— START OF EXCERPTED RECORDS —
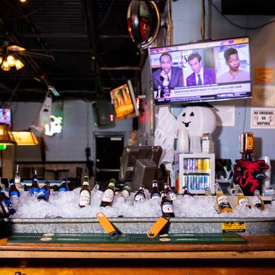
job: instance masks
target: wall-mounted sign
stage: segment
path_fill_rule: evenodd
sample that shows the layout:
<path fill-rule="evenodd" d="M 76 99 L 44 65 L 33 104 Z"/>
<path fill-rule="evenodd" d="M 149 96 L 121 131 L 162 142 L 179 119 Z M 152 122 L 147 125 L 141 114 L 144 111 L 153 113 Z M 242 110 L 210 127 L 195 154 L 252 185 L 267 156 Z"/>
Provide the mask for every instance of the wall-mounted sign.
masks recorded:
<path fill-rule="evenodd" d="M 275 129 L 275 108 L 251 108 L 251 128 Z"/>

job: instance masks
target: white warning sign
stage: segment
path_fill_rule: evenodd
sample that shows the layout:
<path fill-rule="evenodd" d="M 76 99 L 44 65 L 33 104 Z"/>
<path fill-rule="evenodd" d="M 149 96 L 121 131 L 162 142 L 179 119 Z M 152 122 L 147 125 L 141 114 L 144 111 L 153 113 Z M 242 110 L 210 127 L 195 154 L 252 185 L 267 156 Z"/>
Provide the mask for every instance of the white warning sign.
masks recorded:
<path fill-rule="evenodd" d="M 275 108 L 251 108 L 251 128 L 275 129 Z"/>

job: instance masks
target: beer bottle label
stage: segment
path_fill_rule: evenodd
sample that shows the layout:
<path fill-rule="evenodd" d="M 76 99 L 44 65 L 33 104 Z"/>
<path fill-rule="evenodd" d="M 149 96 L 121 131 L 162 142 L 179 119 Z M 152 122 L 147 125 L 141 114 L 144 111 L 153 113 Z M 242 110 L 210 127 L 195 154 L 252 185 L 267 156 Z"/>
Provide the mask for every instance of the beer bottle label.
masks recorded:
<path fill-rule="evenodd" d="M 30 189 L 30 194 L 31 196 L 37 196 L 39 192 L 39 188 L 37 187 L 31 187 Z"/>
<path fill-rule="evenodd" d="M 135 197 L 135 201 L 142 202 L 144 201 L 144 200 L 145 200 L 144 196 L 141 194 L 138 194 Z"/>
<path fill-rule="evenodd" d="M 86 206 L 90 203 L 90 193 L 87 190 L 83 190 L 79 197 L 79 206 Z"/>
<path fill-rule="evenodd" d="M 162 212 L 164 213 L 173 213 L 174 210 L 173 209 L 173 206 L 169 202 L 166 201 L 162 205 Z"/>
<path fill-rule="evenodd" d="M 245 199 L 245 198 L 240 199 L 238 202 L 240 206 L 241 206 L 243 204 L 244 204 L 245 206 L 249 206 L 248 199 Z"/>
<path fill-rule="evenodd" d="M 111 189 L 107 189 L 103 194 L 102 201 L 112 202 L 113 200 L 113 191 Z"/>
<path fill-rule="evenodd" d="M 170 201 L 175 201 L 176 199 L 176 195 L 174 192 L 168 192 L 167 197 Z"/>
<path fill-rule="evenodd" d="M 20 197 L 20 193 L 17 190 L 10 192 L 10 199 L 12 197 Z"/>
<path fill-rule="evenodd" d="M 159 193 L 154 193 L 152 195 L 152 199 L 157 199 L 160 198 L 160 195 Z"/>
<path fill-rule="evenodd" d="M 226 196 L 221 196 L 218 197 L 218 204 L 221 208 L 231 208 L 230 204 L 228 201 L 228 199 Z"/>
<path fill-rule="evenodd" d="M 121 196 L 126 198 L 129 196 L 129 192 L 126 190 L 122 190 L 120 193 Z"/>

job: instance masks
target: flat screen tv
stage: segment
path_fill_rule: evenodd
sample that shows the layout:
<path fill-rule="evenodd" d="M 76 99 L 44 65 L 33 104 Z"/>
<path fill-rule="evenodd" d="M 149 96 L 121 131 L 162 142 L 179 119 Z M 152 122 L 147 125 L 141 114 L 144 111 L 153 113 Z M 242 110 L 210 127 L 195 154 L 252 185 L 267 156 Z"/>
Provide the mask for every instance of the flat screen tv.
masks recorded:
<path fill-rule="evenodd" d="M 12 124 L 10 109 L 0 108 L 0 123 L 5 123 L 8 125 Z"/>
<path fill-rule="evenodd" d="M 252 97 L 250 38 L 149 49 L 155 104 Z"/>
<path fill-rule="evenodd" d="M 113 89 L 110 94 L 116 118 L 118 120 L 138 116 L 138 108 L 130 80 L 127 80 L 127 83 Z"/>

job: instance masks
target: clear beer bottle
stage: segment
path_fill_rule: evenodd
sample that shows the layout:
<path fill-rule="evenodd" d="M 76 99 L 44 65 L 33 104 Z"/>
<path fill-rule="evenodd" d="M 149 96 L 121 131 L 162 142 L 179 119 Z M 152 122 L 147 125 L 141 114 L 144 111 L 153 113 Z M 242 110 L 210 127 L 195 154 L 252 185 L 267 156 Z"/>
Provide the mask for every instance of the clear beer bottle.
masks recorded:
<path fill-rule="evenodd" d="M 79 193 L 79 206 L 85 207 L 91 203 L 91 191 L 89 186 L 89 177 L 83 177 L 83 183 Z"/>
<path fill-rule="evenodd" d="M 115 198 L 116 189 L 115 189 L 116 179 L 111 179 L 110 183 L 103 193 L 102 199 L 101 201 L 100 206 L 111 206 L 113 204 L 113 199 Z"/>

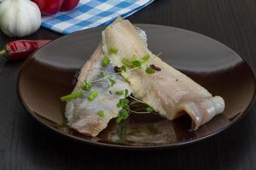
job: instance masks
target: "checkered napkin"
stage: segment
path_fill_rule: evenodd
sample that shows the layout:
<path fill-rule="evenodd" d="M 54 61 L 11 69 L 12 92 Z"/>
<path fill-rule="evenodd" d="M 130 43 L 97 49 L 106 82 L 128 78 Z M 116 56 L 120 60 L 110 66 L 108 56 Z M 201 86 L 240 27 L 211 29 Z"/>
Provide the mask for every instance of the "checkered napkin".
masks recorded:
<path fill-rule="evenodd" d="M 76 8 L 67 13 L 43 17 L 42 26 L 61 34 L 100 26 L 108 26 L 117 16 L 128 17 L 154 0 L 80 0 Z"/>

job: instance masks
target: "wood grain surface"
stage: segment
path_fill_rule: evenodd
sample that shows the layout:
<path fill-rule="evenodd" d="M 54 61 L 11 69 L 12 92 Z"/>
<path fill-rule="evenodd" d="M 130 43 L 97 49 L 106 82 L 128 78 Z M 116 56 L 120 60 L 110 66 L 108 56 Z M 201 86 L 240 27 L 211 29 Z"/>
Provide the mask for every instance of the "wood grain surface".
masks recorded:
<path fill-rule="evenodd" d="M 255 0 L 156 0 L 129 19 L 211 37 L 234 49 L 256 71 Z M 26 38 L 60 36 L 40 29 Z M 0 34 L 1 47 L 11 40 Z M 16 94 L 21 64 L 0 59 L 1 170 L 256 169 L 256 105 L 231 128 L 189 146 L 151 151 L 96 148 L 55 133 L 27 114 Z"/>

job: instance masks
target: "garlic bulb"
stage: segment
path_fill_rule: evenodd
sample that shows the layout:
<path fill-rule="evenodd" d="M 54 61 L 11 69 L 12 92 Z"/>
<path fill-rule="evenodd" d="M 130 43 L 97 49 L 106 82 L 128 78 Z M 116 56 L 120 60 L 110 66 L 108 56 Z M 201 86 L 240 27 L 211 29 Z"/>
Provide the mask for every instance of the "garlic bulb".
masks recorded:
<path fill-rule="evenodd" d="M 0 3 L 0 27 L 9 37 L 24 37 L 41 25 L 41 13 L 30 0 L 5 0 Z"/>

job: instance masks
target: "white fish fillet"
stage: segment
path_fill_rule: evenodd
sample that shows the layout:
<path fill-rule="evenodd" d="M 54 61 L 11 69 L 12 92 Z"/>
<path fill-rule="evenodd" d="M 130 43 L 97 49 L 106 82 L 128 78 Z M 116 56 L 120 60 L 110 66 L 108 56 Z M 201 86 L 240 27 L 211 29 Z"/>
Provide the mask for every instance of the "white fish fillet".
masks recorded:
<path fill-rule="evenodd" d="M 110 58 L 113 65 L 122 66 L 124 58 L 131 60 L 133 55 L 140 59 L 149 54 L 148 66 L 152 64 L 161 69 L 148 75 L 145 72 L 147 65 L 144 65 L 122 74 L 129 82 L 133 95 L 161 116 L 173 120 L 189 114 L 192 128 L 197 129 L 224 111 L 224 100 L 221 97 L 212 97 L 203 87 L 152 54 L 128 20 L 108 26 L 102 31 L 102 43 L 103 53 Z M 118 54 L 109 53 L 110 47 L 117 48 Z"/>
<path fill-rule="evenodd" d="M 121 20 L 120 18 L 115 22 L 119 20 Z M 137 28 L 137 31 L 143 41 L 147 41 L 143 31 Z M 146 43 L 146 42 L 144 42 Z M 100 43 L 90 60 L 81 68 L 73 92 L 80 90 L 85 80 L 92 82 L 101 78 L 100 72 L 104 72 L 105 75 L 114 73 L 112 65 L 108 65 L 107 68 L 102 66 L 102 61 L 104 57 L 102 48 L 102 44 Z M 113 75 L 111 78 L 116 82 L 113 87 L 109 87 L 110 82 L 108 79 L 94 82 L 90 90 L 83 90 L 83 97 L 72 99 L 67 103 L 65 116 L 70 128 L 85 135 L 95 137 L 107 128 L 111 119 L 117 117 L 120 109 L 116 105 L 124 96 L 116 95 L 115 92 L 127 89 L 128 95 L 130 95 L 131 88 L 130 84 L 124 80 L 122 76 Z M 87 96 L 96 89 L 99 91 L 98 96 L 93 101 L 89 101 Z M 100 117 L 97 115 L 99 110 L 104 111 L 103 117 Z"/>
<path fill-rule="evenodd" d="M 102 61 L 103 54 L 102 45 L 100 44 L 94 52 L 90 59 L 85 63 L 80 71 L 77 85 L 73 91 L 79 90 L 84 81 L 91 82 L 101 77 L 100 72 L 104 71 L 109 75 L 113 73 L 113 67 L 108 65 L 102 68 Z M 124 96 L 114 94 L 115 91 L 128 89 L 129 84 L 119 75 L 112 76 L 112 79 L 116 81 L 113 86 L 110 86 L 108 79 L 93 83 L 89 91 L 83 90 L 83 97 L 72 99 L 67 103 L 65 116 L 67 119 L 67 124 L 72 128 L 88 136 L 96 136 L 101 131 L 107 128 L 108 122 L 118 116 L 119 108 L 116 104 Z M 93 101 L 89 101 L 87 97 L 90 93 L 98 90 L 99 94 Z M 113 92 L 113 94 L 109 94 Z M 104 116 L 100 117 L 97 112 L 104 111 Z"/>

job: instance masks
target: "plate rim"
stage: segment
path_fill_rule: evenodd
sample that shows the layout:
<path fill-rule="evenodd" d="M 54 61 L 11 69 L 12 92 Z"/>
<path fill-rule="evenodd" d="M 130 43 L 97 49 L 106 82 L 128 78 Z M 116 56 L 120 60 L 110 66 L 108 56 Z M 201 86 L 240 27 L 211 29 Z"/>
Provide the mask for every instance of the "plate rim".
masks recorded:
<path fill-rule="evenodd" d="M 125 149 L 125 150 L 162 150 L 162 149 L 171 149 L 171 148 L 177 148 L 177 147 L 183 147 L 185 145 L 189 145 L 189 144 L 192 144 L 195 143 L 198 143 L 201 141 L 203 141 L 205 139 L 210 139 L 211 137 L 219 134 L 220 133 L 222 133 L 224 130 L 228 129 L 229 128 L 232 127 L 233 124 L 238 122 L 247 112 L 247 110 L 252 107 L 253 104 L 255 101 L 256 99 L 256 76 L 255 74 L 251 67 L 251 65 L 247 63 L 247 61 L 246 60 L 244 60 L 244 58 L 241 55 L 239 55 L 236 52 L 235 52 L 233 49 L 231 49 L 230 47 L 226 46 L 225 44 L 224 44 L 223 42 L 210 37 L 208 36 L 206 36 L 204 34 L 199 33 L 199 32 L 195 32 L 194 31 L 190 31 L 190 30 L 187 30 L 187 29 L 183 29 L 183 28 L 178 28 L 178 27 L 174 27 L 174 26 L 164 26 L 164 25 L 154 25 L 154 24 L 134 24 L 137 26 L 156 26 L 156 27 L 166 27 L 166 28 L 172 28 L 174 30 L 177 30 L 177 31 L 185 31 L 188 33 L 192 33 L 192 34 L 195 34 L 197 36 L 200 37 L 203 37 L 206 39 L 208 39 L 212 42 L 215 42 L 220 45 L 222 45 L 223 47 L 224 47 L 226 49 L 230 50 L 230 52 L 232 52 L 234 54 L 236 54 L 237 57 L 239 57 L 249 68 L 249 71 L 252 74 L 252 76 L 253 76 L 253 83 L 254 83 L 254 88 L 253 88 L 253 98 L 251 99 L 250 103 L 247 105 L 247 108 L 241 112 L 238 116 L 236 116 L 235 119 L 232 120 L 232 122 L 230 122 L 229 124 L 225 125 L 224 127 L 223 127 L 222 128 L 217 130 L 214 133 L 209 133 L 207 135 L 205 135 L 201 138 L 199 139 L 189 139 L 189 140 L 184 140 L 184 141 L 180 141 L 177 143 L 165 143 L 165 144 L 152 144 L 152 145 L 128 145 L 128 144 L 118 144 L 118 143 L 104 143 L 104 142 L 98 142 L 98 141 L 92 141 L 92 140 L 89 140 L 86 139 L 83 139 L 83 138 L 79 138 L 69 133 L 65 133 L 51 126 L 47 125 L 46 123 L 44 123 L 38 116 L 35 115 L 35 113 L 31 110 L 28 106 L 26 105 L 26 103 L 24 102 L 23 98 L 21 97 L 20 94 L 20 73 L 22 72 L 22 71 L 26 68 L 26 66 L 29 64 L 29 62 L 32 60 L 35 59 L 35 54 L 38 53 L 38 51 L 40 51 L 43 48 L 47 47 L 48 45 L 50 45 L 51 43 L 54 43 L 56 41 L 60 41 L 62 38 L 66 38 L 67 37 L 72 37 L 73 35 L 76 34 L 80 34 L 81 32 L 86 32 L 86 31 L 96 31 L 98 30 L 102 30 L 104 29 L 106 26 L 100 26 L 100 27 L 94 27 L 94 28 L 89 28 L 89 29 L 85 29 L 85 30 L 81 30 L 68 35 L 63 35 L 56 39 L 54 39 L 53 41 L 51 41 L 50 42 L 44 45 L 43 47 L 41 47 L 40 48 L 38 48 L 37 51 L 35 51 L 34 53 L 32 53 L 26 60 L 25 62 L 21 65 L 20 68 L 19 69 L 18 74 L 17 74 L 17 81 L 16 81 L 16 93 L 18 94 L 18 98 L 20 102 L 22 104 L 23 108 L 25 108 L 27 111 L 27 113 L 32 116 L 35 120 L 37 120 L 41 125 L 43 125 L 43 127 L 47 128 L 48 129 L 51 129 L 53 130 L 53 132 L 61 134 L 61 136 L 64 136 L 65 138 L 67 139 L 71 139 L 74 141 L 79 141 L 84 144 L 88 144 L 90 145 L 94 145 L 94 146 L 100 146 L 100 147 L 104 147 L 104 148 L 112 148 L 112 149 Z"/>

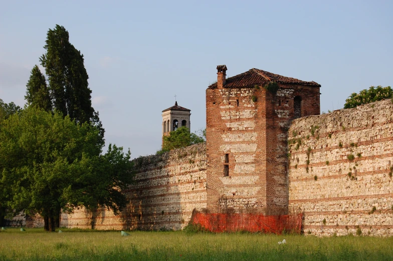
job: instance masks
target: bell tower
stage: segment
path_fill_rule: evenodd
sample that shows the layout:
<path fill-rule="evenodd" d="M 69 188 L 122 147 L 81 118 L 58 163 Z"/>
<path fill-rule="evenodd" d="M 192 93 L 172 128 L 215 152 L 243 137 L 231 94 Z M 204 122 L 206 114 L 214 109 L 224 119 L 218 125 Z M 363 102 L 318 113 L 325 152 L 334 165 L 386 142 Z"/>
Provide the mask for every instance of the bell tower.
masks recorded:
— END OF EXCERPTED RECORDS —
Show each line of the listing above that contains the word "tower".

■ TASK ANSWER ■
target: bell tower
Provide the mask for every instance of the bell tower.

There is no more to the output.